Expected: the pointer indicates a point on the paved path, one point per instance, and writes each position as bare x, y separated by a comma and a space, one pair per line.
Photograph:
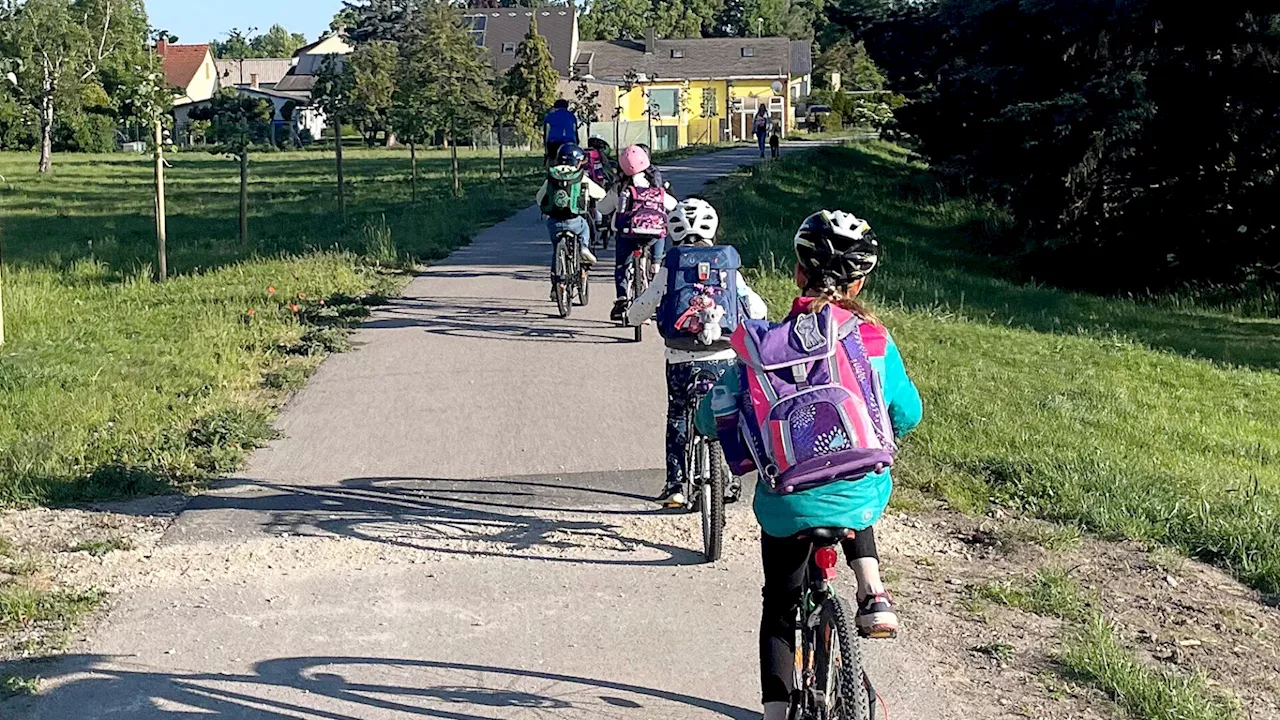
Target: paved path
455, 527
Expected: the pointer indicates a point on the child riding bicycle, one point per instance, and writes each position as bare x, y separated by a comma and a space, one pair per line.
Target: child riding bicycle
832, 392
565, 199
699, 295
639, 212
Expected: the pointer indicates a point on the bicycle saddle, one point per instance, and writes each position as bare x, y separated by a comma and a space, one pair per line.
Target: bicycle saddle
823, 536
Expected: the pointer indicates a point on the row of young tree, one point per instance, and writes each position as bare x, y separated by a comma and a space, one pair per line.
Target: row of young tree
1137, 142
72, 72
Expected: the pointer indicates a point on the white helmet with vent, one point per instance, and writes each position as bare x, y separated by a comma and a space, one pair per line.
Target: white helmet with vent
694, 220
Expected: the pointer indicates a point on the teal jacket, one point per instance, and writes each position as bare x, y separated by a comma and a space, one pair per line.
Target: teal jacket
855, 505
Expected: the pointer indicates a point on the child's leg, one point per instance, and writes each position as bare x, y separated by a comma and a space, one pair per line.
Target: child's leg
876, 615
677, 427
784, 563
622, 249
863, 557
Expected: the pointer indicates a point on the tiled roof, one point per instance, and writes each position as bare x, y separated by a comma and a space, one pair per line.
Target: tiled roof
269, 71
510, 26
691, 59
181, 63
296, 83
801, 58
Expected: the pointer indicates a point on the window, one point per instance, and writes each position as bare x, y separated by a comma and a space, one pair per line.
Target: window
711, 105
666, 103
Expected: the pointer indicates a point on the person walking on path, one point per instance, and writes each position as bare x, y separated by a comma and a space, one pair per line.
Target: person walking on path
560, 128
763, 122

━━━━━━━━

*Exercise description:* Above this task is a listing. Restate, word for word and with nothing added, the lines from the one with "Target: row of young tree" through the one with "Expected: the pointer indicates a point on the tiled".

*Exercise answer:*
Target: row of young tree
1137, 142
72, 72
Expected: the pointer indicates a point on the white helmet with vent, one point per instance, and writes each position as bare x, y separated by a comma and a space, one pair per line.
Target: white helmet with vent
694, 220
Expected: the pointer indicates a point on the teal jacket, one point per instance, and writes each position as bare x, y separated by a comma and a space, one pair per line.
Target: teal jacket
855, 505
Expected: the pointer indicates a point on the child's leg, one point per instance, and writes each position as bare x, y separated by a comma and a space, one pair per line.
Target: child's leg
876, 615
677, 427
784, 563
622, 249
863, 557
Expected: the pointer indicates a point on the tiled roof, one point per instance, and writes each position as bare x, y separated by a comma and a space, one pair per line.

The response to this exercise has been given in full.